Supplied passage:
───
In: Phyton 54, Fasc. 2 (2014): S. 353-368 with 3 figures DOI: 10.12905/0380.phyton54(2)2014-0353
Key words: Ascorbate, electron microscopy, glutathione, subcellular.
Müller M., Koffler B. E. & Zechmann B. 2014. High resolution imaging of subcellular ascorbate and gluathione contens in plants. – Phyton (Horn, Austria) 54 (2): 353–368, with 3 figures.
Ascorbate and glutathione are the most important antioxidants in plants. They are involved in the detoxification of reactive oxygen species (ROS), redox signaling, the modulation of defense gene expression and important for the regulation of enzymatic activities. For these reasons levels of ascorbate and glutathione are often used as stress markers in plants. Nevertheless, most studies in the past focused on measuring ascorbate and glutathione in whole tissues and organs rather than in single cells and organelles. Considering that stress situations affect cell compartments differently and that ascorbate and glutathione metabolism is highly compartment specific it is essential to study ascorbate and glutathione contents on the subcellular level in order to gain a deeper insight into how ascorbate and glutathione are involved in plant defense. After a short introduction about ascorbate and glutathione metabolism in plants this review focuses on methods (high performance liquid chromatography, different light and electron microscopical approaches) that are currently used to visualize ascorbate and glutathione in plants. It will summarize the compartment specific distribution and concentrations of ascorbate and glutathione found in different plant species and will discuss the advantages and disadvantages of these approaches. It will also discuss limitations of these methods and provide evidence for the accuracy of the applied techniques. After all, this review gives a good overview about the current state of the art to visualize compartment specific ascorbate and glutathione contents in plants.
───
Records:

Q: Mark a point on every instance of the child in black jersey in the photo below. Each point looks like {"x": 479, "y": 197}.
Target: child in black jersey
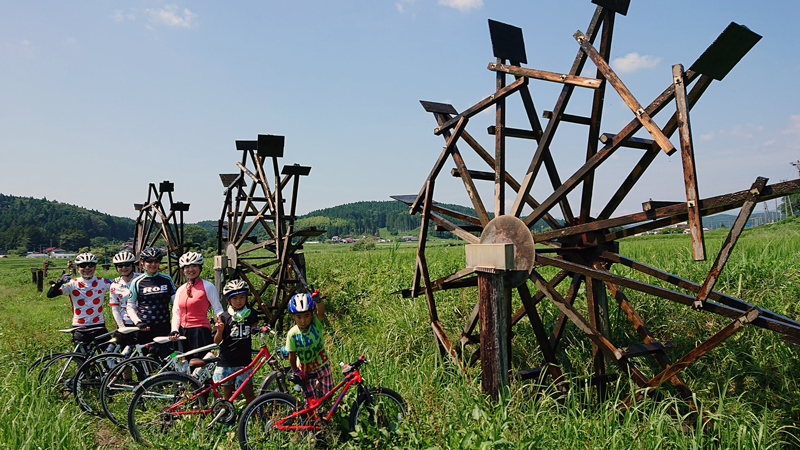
{"x": 233, "y": 337}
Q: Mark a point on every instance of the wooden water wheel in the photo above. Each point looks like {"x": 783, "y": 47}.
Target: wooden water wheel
{"x": 256, "y": 235}
{"x": 583, "y": 247}
{"x": 161, "y": 218}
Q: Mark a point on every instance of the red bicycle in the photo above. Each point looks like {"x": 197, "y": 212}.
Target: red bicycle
{"x": 275, "y": 419}
{"x": 172, "y": 404}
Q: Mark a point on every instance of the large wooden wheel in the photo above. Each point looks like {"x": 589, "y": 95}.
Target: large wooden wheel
{"x": 255, "y": 234}
{"x": 581, "y": 247}
{"x": 154, "y": 223}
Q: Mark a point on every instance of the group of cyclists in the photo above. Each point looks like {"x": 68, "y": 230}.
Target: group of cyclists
{"x": 145, "y": 300}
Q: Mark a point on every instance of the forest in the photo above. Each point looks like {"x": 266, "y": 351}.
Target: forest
{"x": 28, "y": 224}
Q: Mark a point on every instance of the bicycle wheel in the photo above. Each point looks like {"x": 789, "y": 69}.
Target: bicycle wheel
{"x": 117, "y": 387}
{"x": 60, "y": 370}
{"x": 41, "y": 361}
{"x": 256, "y": 429}
{"x": 162, "y": 411}
{"x": 275, "y": 382}
{"x": 89, "y": 378}
{"x": 383, "y": 409}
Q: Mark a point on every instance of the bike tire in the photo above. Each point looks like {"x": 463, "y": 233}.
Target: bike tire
{"x": 387, "y": 411}
{"x": 89, "y": 378}
{"x": 255, "y": 430}
{"x": 41, "y": 361}
{"x": 148, "y": 418}
{"x": 116, "y": 391}
{"x": 61, "y": 370}
{"x": 274, "y": 382}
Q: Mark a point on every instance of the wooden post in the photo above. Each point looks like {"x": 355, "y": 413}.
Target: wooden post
{"x": 39, "y": 280}
{"x": 494, "y": 299}
{"x": 493, "y": 263}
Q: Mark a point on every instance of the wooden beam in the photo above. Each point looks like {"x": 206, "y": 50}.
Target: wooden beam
{"x": 695, "y": 221}
{"x": 591, "y": 83}
{"x": 625, "y": 94}
{"x": 481, "y": 105}
{"x": 730, "y": 242}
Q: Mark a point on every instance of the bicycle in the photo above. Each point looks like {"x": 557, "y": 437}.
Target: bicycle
{"x": 119, "y": 383}
{"x": 66, "y": 365}
{"x": 90, "y": 375}
{"x": 275, "y": 419}
{"x": 161, "y": 406}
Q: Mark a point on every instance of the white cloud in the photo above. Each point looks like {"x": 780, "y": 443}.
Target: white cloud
{"x": 462, "y": 5}
{"x": 633, "y": 62}
{"x": 794, "y": 125}
{"x": 170, "y": 16}
{"x": 119, "y": 15}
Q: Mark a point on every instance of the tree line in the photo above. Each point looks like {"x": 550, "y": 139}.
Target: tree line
{"x": 28, "y": 224}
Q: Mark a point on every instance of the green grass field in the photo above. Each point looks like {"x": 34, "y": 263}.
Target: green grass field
{"x": 747, "y": 387}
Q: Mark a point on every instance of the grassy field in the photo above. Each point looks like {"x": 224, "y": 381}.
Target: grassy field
{"x": 748, "y": 387}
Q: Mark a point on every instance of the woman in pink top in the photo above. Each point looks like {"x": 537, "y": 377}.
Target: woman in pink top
{"x": 190, "y": 309}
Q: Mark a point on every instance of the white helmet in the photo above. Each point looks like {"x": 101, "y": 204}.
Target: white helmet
{"x": 234, "y": 287}
{"x": 85, "y": 258}
{"x": 301, "y": 303}
{"x": 124, "y": 257}
{"x": 190, "y": 258}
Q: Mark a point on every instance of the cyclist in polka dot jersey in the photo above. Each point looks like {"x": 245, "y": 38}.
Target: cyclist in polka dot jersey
{"x": 87, "y": 294}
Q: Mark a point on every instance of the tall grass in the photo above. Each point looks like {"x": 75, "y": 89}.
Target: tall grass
{"x": 747, "y": 389}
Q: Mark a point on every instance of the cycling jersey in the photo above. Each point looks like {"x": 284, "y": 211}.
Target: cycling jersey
{"x": 118, "y": 297}
{"x": 87, "y": 299}
{"x": 192, "y": 312}
{"x": 150, "y": 299}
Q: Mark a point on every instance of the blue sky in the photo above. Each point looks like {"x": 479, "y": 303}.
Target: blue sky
{"x": 100, "y": 98}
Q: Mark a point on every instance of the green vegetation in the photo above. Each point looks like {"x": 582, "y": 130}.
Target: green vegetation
{"x": 29, "y": 223}
{"x": 748, "y": 387}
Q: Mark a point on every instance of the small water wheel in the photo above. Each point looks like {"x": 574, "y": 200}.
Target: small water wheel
{"x": 256, "y": 235}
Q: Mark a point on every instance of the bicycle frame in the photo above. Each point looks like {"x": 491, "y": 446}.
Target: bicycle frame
{"x": 347, "y": 382}
{"x": 262, "y": 357}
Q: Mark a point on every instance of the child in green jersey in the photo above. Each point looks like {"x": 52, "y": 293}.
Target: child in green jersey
{"x": 305, "y": 343}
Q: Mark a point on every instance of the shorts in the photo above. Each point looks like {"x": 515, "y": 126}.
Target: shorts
{"x": 196, "y": 337}
{"x": 324, "y": 384}
{"x": 86, "y": 335}
{"x": 222, "y": 372}
{"x": 124, "y": 340}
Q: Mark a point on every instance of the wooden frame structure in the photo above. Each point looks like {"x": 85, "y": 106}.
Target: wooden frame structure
{"x": 582, "y": 247}
{"x": 254, "y": 207}
{"x": 154, "y": 222}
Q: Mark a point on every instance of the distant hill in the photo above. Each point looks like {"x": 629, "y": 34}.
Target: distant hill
{"x": 29, "y": 224}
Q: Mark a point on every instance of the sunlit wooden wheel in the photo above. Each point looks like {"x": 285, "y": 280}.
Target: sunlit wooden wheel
{"x": 581, "y": 249}
{"x": 255, "y": 234}
{"x": 160, "y": 223}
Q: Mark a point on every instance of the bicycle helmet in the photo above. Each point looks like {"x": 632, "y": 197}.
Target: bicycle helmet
{"x": 123, "y": 257}
{"x": 151, "y": 253}
{"x": 190, "y": 258}
{"x": 301, "y": 303}
{"x": 85, "y": 258}
{"x": 234, "y": 287}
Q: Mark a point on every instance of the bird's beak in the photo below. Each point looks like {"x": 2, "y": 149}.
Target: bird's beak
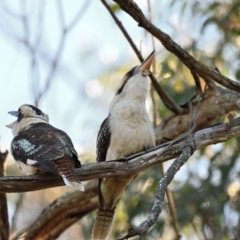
{"x": 10, "y": 125}
{"x": 14, "y": 113}
{"x": 145, "y": 66}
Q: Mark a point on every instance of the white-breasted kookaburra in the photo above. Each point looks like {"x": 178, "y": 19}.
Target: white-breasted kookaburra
{"x": 39, "y": 147}
{"x": 127, "y": 130}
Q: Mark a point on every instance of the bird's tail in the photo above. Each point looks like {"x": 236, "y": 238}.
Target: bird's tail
{"x": 110, "y": 191}
{"x": 65, "y": 167}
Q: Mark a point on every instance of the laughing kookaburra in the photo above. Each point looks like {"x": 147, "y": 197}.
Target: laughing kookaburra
{"x": 127, "y": 130}
{"x": 39, "y": 147}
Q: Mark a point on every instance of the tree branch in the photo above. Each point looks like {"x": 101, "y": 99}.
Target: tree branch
{"x": 134, "y": 164}
{"x": 202, "y": 70}
{"x": 58, "y": 216}
{"x": 4, "y": 223}
{"x": 168, "y": 101}
{"x": 143, "y": 228}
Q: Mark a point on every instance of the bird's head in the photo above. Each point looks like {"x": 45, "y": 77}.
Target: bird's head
{"x": 26, "y": 115}
{"x": 135, "y": 80}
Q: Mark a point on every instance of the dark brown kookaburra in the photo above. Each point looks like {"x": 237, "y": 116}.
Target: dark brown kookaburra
{"x": 39, "y": 147}
{"x": 127, "y": 130}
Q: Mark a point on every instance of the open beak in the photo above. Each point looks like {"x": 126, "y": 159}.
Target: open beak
{"x": 145, "y": 66}
{"x": 15, "y": 114}
{"x": 10, "y": 125}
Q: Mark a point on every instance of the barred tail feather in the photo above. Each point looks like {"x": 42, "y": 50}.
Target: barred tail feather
{"x": 110, "y": 191}
{"x": 103, "y": 225}
{"x": 66, "y": 170}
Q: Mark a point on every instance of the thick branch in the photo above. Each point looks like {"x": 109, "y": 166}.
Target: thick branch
{"x": 58, "y": 216}
{"x": 202, "y": 70}
{"x": 4, "y": 223}
{"x": 167, "y": 100}
{"x": 143, "y": 228}
{"x": 133, "y": 166}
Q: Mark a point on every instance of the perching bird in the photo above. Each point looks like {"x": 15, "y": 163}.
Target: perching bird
{"x": 127, "y": 130}
{"x": 39, "y": 147}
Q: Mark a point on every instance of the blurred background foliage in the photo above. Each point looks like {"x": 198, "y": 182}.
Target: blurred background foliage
{"x": 206, "y": 190}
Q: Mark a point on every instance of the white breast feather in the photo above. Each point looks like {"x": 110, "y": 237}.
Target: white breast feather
{"x": 131, "y": 129}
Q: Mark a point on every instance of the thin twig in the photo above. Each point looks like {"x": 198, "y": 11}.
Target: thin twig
{"x": 168, "y": 101}
{"x": 132, "y": 9}
{"x": 142, "y": 229}
{"x": 16, "y": 211}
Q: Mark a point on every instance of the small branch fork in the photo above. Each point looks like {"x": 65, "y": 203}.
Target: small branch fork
{"x": 142, "y": 229}
{"x": 4, "y": 224}
{"x": 168, "y": 101}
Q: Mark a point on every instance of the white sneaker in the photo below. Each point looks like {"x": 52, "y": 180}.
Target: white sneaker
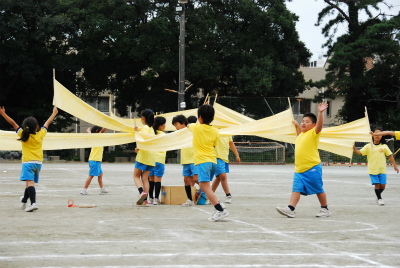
{"x": 84, "y": 191}
{"x": 31, "y": 207}
{"x": 23, "y": 205}
{"x": 188, "y": 203}
{"x": 286, "y": 211}
{"x": 103, "y": 190}
{"x": 323, "y": 212}
{"x": 219, "y": 215}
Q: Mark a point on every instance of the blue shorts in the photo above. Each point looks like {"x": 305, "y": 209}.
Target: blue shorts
{"x": 95, "y": 168}
{"x": 30, "y": 172}
{"x": 189, "y": 170}
{"x": 158, "y": 170}
{"x": 380, "y": 178}
{"x": 143, "y": 167}
{"x": 206, "y": 171}
{"x": 222, "y": 167}
{"x": 309, "y": 182}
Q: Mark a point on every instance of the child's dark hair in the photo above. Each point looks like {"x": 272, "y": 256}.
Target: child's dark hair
{"x": 383, "y": 139}
{"x": 96, "y": 129}
{"x": 181, "y": 119}
{"x": 311, "y": 116}
{"x": 148, "y": 116}
{"x": 206, "y": 112}
{"x": 29, "y": 126}
{"x": 158, "y": 121}
{"x": 192, "y": 119}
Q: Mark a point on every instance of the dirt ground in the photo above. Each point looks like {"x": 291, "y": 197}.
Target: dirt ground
{"x": 118, "y": 234}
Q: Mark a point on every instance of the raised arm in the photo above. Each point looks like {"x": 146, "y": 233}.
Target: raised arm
{"x": 356, "y": 151}
{"x": 51, "y": 118}
{"x": 320, "y": 120}
{"x": 234, "y": 150}
{"x": 8, "y": 119}
{"x": 394, "y": 163}
{"x": 384, "y": 133}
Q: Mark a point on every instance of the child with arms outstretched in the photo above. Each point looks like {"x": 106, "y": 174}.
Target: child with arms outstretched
{"x": 377, "y": 162}
{"x": 308, "y": 171}
{"x": 32, "y": 153}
───
Activity list:
1. List the key words given for the abstract.
2. Please reproduce the stretch of the abstract from "In: Phyton 54, Fasc." through "microscopy, glutathione, subcellular.", substituting "intracellular" for "subcellular" throughout.
3. Answer these questions from the abstract:
(a) On which pages of Phyton 54 does the article appear?
(b) Which two substances does the abstract call the most important antioxidants in plants?
(c) For what are levels of these substances often used in plants?
The entries have nothing to do with the abstract.

Solutions per task:
1. Ascorbate, electron microscopy, glutathione, subcellular

2.
In: Phyton 54, Fasc. 2 (2014): S. 353-368 with 3 figures DOI: 10.12905/0380.phyton54(2)2014-0353
Key words: Ascorbate, electron microscopy, glutathione, intracellular.

3.
(a) 353–368
(b) Ascorbate and glutathione
(c) As stress markers